**Task goal:**
Write out exactly the lines from the one containing "Q: report a point for each instance of the white" through the last line of the records below, including both.

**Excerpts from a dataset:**
---

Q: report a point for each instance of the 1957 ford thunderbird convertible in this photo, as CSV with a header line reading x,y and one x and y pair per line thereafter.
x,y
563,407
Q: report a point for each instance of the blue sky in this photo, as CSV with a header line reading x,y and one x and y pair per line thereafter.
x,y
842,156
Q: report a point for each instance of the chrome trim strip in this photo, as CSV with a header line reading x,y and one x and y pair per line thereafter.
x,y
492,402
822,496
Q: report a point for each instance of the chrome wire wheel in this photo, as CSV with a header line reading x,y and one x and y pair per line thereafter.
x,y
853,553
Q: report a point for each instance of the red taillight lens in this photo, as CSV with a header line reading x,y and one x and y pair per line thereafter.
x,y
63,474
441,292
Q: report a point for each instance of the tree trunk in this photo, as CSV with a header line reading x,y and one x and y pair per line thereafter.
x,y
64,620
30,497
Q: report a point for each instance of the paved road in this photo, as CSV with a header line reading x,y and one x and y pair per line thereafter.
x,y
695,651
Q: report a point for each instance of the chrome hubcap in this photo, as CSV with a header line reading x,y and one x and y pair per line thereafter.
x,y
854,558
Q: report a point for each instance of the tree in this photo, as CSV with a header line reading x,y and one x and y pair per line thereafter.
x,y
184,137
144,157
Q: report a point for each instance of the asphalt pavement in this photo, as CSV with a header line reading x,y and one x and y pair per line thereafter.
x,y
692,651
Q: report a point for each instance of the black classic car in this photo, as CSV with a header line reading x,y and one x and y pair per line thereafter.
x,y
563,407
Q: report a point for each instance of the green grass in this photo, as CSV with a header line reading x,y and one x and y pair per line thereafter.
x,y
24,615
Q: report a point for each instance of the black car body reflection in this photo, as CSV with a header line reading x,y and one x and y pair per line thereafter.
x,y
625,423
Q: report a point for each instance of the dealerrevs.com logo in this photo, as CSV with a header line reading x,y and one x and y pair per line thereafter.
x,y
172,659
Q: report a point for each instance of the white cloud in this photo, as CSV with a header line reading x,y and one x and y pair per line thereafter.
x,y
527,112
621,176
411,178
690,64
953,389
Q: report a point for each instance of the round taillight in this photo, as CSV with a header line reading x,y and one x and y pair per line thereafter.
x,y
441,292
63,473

---

**Answer space:**
Q: report a point for each instance of the white cloud in this photo, as CSV with a header line reading x,y and one x and y pair per line thereafter.
x,y
527,112
621,176
411,178
690,64
953,389
Q: report a point for each instance of the round taillight in this photo, as CSV with a header line reading x,y and one x and y pair per line thereafter.
x,y
441,292
63,473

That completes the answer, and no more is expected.